Copy the listing below from its first line through the line containing "790,476 -> 1011,632", requests included, adding 115 to every bounding-box coordinate in the answers. Stop at that line.

START

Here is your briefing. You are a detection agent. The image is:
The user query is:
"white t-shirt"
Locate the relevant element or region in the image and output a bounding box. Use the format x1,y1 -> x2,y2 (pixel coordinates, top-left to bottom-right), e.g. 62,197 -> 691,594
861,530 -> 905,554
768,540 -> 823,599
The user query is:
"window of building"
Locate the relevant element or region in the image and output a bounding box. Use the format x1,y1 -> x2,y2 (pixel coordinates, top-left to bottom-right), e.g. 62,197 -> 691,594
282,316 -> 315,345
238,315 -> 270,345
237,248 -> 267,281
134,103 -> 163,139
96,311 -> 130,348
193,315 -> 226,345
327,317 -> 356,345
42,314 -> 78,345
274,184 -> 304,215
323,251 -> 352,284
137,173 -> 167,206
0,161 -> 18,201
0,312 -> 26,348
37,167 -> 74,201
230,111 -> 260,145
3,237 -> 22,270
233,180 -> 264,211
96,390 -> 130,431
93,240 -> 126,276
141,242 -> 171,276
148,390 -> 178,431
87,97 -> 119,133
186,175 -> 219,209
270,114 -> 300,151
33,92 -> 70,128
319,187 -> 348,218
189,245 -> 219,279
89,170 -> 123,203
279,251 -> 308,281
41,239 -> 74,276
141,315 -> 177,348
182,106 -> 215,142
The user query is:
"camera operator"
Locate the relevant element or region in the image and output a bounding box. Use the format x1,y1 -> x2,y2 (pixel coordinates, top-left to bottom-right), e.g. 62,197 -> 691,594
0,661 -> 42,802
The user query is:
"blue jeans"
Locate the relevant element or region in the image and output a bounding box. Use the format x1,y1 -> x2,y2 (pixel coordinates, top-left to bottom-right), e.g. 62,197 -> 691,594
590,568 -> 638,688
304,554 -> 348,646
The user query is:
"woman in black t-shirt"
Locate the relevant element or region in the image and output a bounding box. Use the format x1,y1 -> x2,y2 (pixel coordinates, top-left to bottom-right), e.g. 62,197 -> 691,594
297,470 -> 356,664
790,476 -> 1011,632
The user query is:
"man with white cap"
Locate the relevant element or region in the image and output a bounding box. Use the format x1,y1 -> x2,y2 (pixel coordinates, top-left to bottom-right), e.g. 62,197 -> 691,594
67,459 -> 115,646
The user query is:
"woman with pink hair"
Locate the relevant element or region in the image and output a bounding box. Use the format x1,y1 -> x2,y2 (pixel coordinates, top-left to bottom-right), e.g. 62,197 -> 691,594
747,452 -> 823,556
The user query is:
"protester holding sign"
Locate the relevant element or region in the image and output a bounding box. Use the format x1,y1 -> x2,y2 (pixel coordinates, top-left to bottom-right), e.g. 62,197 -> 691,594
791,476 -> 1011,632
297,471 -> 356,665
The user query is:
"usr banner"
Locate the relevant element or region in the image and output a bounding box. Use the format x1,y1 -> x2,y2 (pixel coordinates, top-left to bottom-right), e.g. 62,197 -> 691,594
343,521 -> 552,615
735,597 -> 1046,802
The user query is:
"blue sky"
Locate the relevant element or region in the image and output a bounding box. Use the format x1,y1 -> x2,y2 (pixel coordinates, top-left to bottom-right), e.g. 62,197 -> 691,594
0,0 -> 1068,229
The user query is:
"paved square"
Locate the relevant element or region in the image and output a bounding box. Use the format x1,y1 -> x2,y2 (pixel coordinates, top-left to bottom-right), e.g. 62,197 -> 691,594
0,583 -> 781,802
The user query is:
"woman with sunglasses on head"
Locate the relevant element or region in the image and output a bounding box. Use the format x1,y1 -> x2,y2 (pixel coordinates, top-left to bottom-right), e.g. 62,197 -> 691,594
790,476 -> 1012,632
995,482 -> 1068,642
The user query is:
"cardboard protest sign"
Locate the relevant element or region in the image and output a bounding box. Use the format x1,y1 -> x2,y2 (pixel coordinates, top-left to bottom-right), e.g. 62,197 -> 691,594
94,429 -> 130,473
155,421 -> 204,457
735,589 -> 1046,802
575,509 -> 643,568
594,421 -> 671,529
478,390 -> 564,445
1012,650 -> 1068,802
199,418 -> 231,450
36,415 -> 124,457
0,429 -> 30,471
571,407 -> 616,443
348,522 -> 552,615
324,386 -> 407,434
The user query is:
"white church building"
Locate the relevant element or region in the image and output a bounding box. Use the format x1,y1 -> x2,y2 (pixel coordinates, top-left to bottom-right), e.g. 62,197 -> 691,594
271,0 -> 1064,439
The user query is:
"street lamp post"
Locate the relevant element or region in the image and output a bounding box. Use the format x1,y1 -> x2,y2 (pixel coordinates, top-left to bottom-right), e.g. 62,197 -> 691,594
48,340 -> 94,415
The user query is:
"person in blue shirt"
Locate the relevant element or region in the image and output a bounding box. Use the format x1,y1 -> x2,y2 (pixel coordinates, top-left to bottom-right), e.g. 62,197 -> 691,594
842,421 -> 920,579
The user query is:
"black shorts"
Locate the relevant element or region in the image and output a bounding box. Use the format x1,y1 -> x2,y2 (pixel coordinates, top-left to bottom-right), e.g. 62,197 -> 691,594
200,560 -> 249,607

END

# Task result
Here is your briefing. You are a detection agent. The image is:
The user query is:
"white t-shirt"
Locate the relevant element or region in the image and output a bounding box. Use the format x1,y1 -> x2,y2 (pixel coordinates, top-left to bottom-right), e.g. 62,197 -> 691,594
976,645 -> 1020,669
883,655 -> 938,714
The user query is:
"window of building"
Locate the relevant element or region in the image and output a bounding box. Use the format x1,y1 -> x2,y2 (pixel coordinates, top-left to bottom-right), e.g. 62,197 -> 691,594
397,431 -> 430,460
353,430 -> 385,460
352,363 -> 382,396
249,218 -> 278,254
211,426 -> 245,463
308,430 -> 341,460
442,432 -> 471,460
157,429 -> 193,460
389,299 -> 419,330
438,366 -> 467,399
252,288 -> 282,321
115,276 -> 133,316
115,427 -> 141,463
152,282 -> 189,316
345,226 -> 375,260
118,352 -> 137,385
348,295 -> 379,326
211,505 -> 245,546
208,355 -> 241,391
256,357 -> 286,391
263,505 -> 293,546
202,212 -> 234,248
301,290 -> 334,324
385,229 -> 415,266
148,207 -> 185,243
434,302 -> 463,333
304,360 -> 334,394
204,285 -> 238,318
394,366 -> 423,396
156,354 -> 189,391
256,430 -> 292,463
297,221 -> 330,257
The user query is:
"camera operator"
Locate the relevant element or region in the image and output a bounding box. Use the format x1,y1 -> x2,y2 (pixel coordinates, top-left to bottom-right), e.g. 62,197 -> 691,594
115,776 -> 157,917
The user query is:
"blue jeans"
Locate the relevant element or region in the image and output a bounding box. Use the format x1,y1 -> x2,y2 (pixel coordinates, top-left to bottom-right), e.g. 62,197 -> 691,594
705,683 -> 753,803
419,669 -> 463,761
The user query is:
"woman in black t-shirt"
Locate the relevant element or region in the image and output a bounding box. Use the format x1,y1 -> x2,y2 (pixel coordinates, top-left to bottom-right), e.g. 62,197 -> 691,594
412,585 -> 471,779
905,591 -> 1126,747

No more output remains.